Option 1: Pip install (recommended)

pip install aidmind

Option 2: From source

git clone https://github.com/yourorg/aidmind.git
cd aidmind
pip install -r requirements.txt
pip install -e .

Requirements

Python 3.8+
pandas >= 2.0
numpy >= 1.24
scikit-learn >= 1.3
folium >= 0.15
requests >= 2.31
pycountry >= 22.3.5
branca >= 0.7
shapely >= 2.0

Quick Start

Province-level (with GeoBoundaries)

from aidmind import analyze_needs

# Analyze provinces
output = analyze_needs("provinces.csv", "Afghanistan", admin_level="ADM1")
print(f"Map saved to: {output}")

District-level (with GeoBoundaries)

# Analyze districts
output = analyze_needs(
    "districts.csv",
    "Afghanistan",
    admin_level="ADM2",
    admin_col="district"
)

Village-level (with custom boundaries)

# Analyze villages using your own GeoJSON
output = analyze_needs(
    "villages.csv",
    local_geojson="village_boundaries.geojson",
    admin_col="village_name"
)

Any custom geographic unit

# Works with refugee camps, neighborhoods, health zones, etc.
output = analyze_needs(
    "refugee_camps.csv",
    local_geojson="camp_boundaries.geojson",
    admin_col="camp_name",
    fixed_thresholds=(0.25, 0.50, 0.75)  # Optional: fixed thresholds
)

Command line

# Province-level
python -m aidmind provinces.csv "Afghanistan" --admin-level ADM1

# District-level
python -m aidmind districts.csv "Kenya" --admin-level ADM2 --admin-col district

# Village-level with custom boundaries
python -m aidmind villages.csv --geojson villages.geojson --admin-col village_name

See USAGE_EXAMPLES.md for complete documentation with 10+ examples.

Data Requirements

Required

One geographic unit column: Any column with location names (province, district, village, camp, zone, etc.)

____

• [Requirement] According to the aidmind installation guide, what minimum version of pandas is required? The lines that follow are separate material and are unrelated to the aidmind installation guide.

____

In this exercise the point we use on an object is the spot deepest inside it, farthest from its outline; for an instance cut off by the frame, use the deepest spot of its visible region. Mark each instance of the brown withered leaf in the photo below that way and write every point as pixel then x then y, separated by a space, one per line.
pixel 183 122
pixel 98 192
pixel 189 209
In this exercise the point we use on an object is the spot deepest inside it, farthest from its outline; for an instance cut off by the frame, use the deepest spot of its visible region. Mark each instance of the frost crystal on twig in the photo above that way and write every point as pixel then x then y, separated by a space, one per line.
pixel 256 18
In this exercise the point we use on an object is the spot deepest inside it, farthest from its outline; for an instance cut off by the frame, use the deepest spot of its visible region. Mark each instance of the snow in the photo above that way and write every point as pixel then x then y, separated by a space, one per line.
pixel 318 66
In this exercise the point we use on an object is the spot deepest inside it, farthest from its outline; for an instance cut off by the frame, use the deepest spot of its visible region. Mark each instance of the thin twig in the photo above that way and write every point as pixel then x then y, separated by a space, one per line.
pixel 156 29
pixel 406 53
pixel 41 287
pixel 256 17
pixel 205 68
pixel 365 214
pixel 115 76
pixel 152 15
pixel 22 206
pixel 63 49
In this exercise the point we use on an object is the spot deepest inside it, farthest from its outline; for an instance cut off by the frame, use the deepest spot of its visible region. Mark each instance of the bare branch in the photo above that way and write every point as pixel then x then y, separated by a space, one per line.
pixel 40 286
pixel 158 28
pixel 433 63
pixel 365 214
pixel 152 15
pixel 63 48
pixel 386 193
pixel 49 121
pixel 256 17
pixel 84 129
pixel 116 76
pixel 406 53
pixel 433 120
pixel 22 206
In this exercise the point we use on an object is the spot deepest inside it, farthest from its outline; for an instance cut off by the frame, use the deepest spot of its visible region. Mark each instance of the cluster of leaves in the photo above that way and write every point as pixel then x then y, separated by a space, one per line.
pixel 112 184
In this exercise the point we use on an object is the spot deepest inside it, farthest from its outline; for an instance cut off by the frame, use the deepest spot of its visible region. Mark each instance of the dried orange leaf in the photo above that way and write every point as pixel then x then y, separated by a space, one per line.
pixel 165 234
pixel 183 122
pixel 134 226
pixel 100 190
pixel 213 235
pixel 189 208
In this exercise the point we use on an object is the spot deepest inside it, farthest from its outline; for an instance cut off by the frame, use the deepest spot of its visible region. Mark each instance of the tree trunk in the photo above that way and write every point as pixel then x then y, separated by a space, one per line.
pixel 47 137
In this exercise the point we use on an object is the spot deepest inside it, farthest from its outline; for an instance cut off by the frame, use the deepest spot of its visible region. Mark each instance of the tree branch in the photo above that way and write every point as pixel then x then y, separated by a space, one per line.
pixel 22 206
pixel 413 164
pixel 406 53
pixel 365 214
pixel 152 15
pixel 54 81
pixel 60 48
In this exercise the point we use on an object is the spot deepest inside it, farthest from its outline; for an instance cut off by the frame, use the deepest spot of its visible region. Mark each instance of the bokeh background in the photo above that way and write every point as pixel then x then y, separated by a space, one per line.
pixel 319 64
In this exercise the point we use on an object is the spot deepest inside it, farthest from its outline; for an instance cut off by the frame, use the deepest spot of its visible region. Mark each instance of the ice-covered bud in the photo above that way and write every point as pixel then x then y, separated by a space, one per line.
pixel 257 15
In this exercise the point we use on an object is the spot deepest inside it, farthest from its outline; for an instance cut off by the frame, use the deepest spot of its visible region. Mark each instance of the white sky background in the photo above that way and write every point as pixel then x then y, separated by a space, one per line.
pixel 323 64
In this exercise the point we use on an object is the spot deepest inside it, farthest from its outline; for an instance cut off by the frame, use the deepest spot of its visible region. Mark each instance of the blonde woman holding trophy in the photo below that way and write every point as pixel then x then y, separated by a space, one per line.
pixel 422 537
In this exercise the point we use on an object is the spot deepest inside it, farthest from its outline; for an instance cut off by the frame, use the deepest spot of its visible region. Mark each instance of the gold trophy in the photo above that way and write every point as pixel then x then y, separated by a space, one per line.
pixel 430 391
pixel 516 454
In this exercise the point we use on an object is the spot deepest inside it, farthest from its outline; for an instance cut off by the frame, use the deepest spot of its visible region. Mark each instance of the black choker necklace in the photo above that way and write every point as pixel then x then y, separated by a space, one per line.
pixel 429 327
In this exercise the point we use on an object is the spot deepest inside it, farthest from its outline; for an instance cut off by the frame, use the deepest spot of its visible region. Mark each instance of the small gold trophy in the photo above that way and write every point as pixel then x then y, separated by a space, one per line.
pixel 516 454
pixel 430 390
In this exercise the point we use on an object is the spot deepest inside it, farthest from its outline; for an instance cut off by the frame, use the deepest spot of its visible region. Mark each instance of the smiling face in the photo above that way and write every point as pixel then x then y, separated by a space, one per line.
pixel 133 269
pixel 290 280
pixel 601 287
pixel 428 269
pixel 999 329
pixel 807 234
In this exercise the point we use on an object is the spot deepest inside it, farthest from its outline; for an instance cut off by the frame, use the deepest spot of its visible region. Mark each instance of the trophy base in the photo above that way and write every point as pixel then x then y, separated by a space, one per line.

____

• [Result] pandas 2.0 or later (pandas >= 2.0).